TEXT EXTRACT:
━━━━━━━━━━━━━━━━━━━━

# Fluval Spec V



## callistra (Jun 29, 2010)

Anyone have this tank? My LFS is selling it for $32 and I'm very tempted to get it because for a 5g tank with filter and lid.. that's really good.


----------



## Otterfun (Dec 31, 2012)

callistra said:


> Anyone have this tank? My LFS is selling it for $32 and I'm very tempted to get it because for a 5g tank with filter and lid.. that's really good.


I do and $32 is more than 50% off the sale price of $79.99 at Petco & PetSmart. Make sure it is not refurbished or broken.

You should have in the box:
pump, tube and outflow jet, foam block, biomax, carbon filter, light, lid.

There is thread with ideas on SPEC AQ decorations:
http://www.bettafish.com/showthread.php?t=128565

My SPEC V:


----------



## percyfyshshelley (Feb 26, 2013)

Thats a great deal! I love mine and I have several plants that are doing well under the stock light.


----------



## tekkguy (Jan 28, 2013)

$32??? Buy this tank immediately before they realize their mistake! I love my Spec V. It needs a little bit of modification for a betta (to baffle the filter, of course), but that's really, really easy in this tank ... it takes a $3 sponge.

If my LFS was selling this tank for $32, I'd buy at least 3 more without a second thought.


----------



## callistra (Jun 29, 2010)

It's on clearance. They're moving out their stock. I will get it tomorrow


----------



## Otterfun (Dec 31, 2012)

━━━━━━━━━━━━━━━━━━━━

EXERCISE TASK 1:
Decide whether each statement below agrees with the Fluval Spec V thread. Answer yes or no for each, and quote the words from the thread that settle it.
(a) The thread gives $79.99 as the Spec V's sale price at Petco and PetSmart.
(b) One reply says plants are doing poorly under the stock light.
(c) One reply says baffling the filter takes a $3 sponge.
EXERCISE TASK 2:
Reproduce the Fluval Spec V thread word for word, from "## percyfyshshelley (Feb" up to and including "(Jan 28, 2013)".
EXERCISE TASK 3:
Go on with the Fluval Spec V forum thread from the point where it stops.

DATA SHOWN:

━━━━━━━━━━━━━━━━━━━━

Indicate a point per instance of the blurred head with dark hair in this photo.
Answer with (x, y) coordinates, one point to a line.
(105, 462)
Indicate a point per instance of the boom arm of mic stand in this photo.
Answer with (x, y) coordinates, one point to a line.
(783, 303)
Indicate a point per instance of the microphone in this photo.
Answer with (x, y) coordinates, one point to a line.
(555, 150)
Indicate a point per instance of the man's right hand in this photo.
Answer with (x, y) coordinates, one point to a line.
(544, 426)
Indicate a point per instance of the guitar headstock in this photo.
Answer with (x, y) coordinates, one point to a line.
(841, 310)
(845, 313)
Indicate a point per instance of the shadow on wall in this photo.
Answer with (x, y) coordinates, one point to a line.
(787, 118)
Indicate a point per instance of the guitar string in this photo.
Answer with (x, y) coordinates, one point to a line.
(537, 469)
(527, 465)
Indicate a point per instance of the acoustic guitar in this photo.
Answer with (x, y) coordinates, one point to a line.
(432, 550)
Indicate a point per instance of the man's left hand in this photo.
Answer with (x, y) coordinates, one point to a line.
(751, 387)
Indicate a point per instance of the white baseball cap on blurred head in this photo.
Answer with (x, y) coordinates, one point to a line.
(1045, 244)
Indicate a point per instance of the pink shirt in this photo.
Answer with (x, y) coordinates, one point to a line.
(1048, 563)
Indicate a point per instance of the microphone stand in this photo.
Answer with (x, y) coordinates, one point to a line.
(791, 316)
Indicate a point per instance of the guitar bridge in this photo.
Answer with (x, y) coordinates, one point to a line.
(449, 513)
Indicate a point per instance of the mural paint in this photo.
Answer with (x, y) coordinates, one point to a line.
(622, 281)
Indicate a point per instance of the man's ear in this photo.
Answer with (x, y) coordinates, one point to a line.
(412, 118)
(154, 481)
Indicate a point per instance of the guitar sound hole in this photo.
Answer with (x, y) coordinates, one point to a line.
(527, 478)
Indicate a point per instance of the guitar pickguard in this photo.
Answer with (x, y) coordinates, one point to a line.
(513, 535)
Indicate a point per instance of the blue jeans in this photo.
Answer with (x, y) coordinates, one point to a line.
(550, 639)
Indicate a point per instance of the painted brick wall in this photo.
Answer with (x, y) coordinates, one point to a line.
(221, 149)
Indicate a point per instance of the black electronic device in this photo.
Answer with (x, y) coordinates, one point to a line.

━━━━━━━━━━━━━━━━━━━━

RESULT 1:
(a) Yes: "$32 is more than 50% off the sale price of $79.99 at Petco & PetSmart."
(b) No: "I have several plants that are doing well under the stock light."
(c) Yes: "it takes a $3 sponge."

RESULT 2:
## percyfyshshelley (Feb 26, 2013)

Thats a great deal! I love mine and I have several plants that are doing well under the stock light.


----------



## tekkguy (Jan 28, 2013)

RESULT 3:
callistra said:


> It's on clearance. They're moving out their stock. I will get it tomorrow


Yes, you will enjoy it. Tekkguy suggested using the top carbon slot for a pack of gravel as biomedia. I bought another Biomax and stick it there. So I have 2 Biomax in my block. They said you can use it to seed a new tank as in another SPEC V, hint hint


----------



## Otterfun (Dec 31, 2012)

tekkguy said:


> $32??? Buy this tank immediately before they realize their mistake! I love my Spec V. It needs a little bit of modification for a betta (to baffle the filter, of course), but that's really, really easy in this tank ... it takes a $3 sponge.
> 
> If my LFS was selling this tank for $32, I'd buy at least 3 more without a second thought.


Uh oh, I have competition.... Definitely a great deal for the quality of the tank and accessories


----------



## Mr2KiEu (Jan 25, 2013)

That's an Amazing deal! I'd buy a couple for that price! Join in our Fluval SPEC II, III, V Owners thread once you have it setup!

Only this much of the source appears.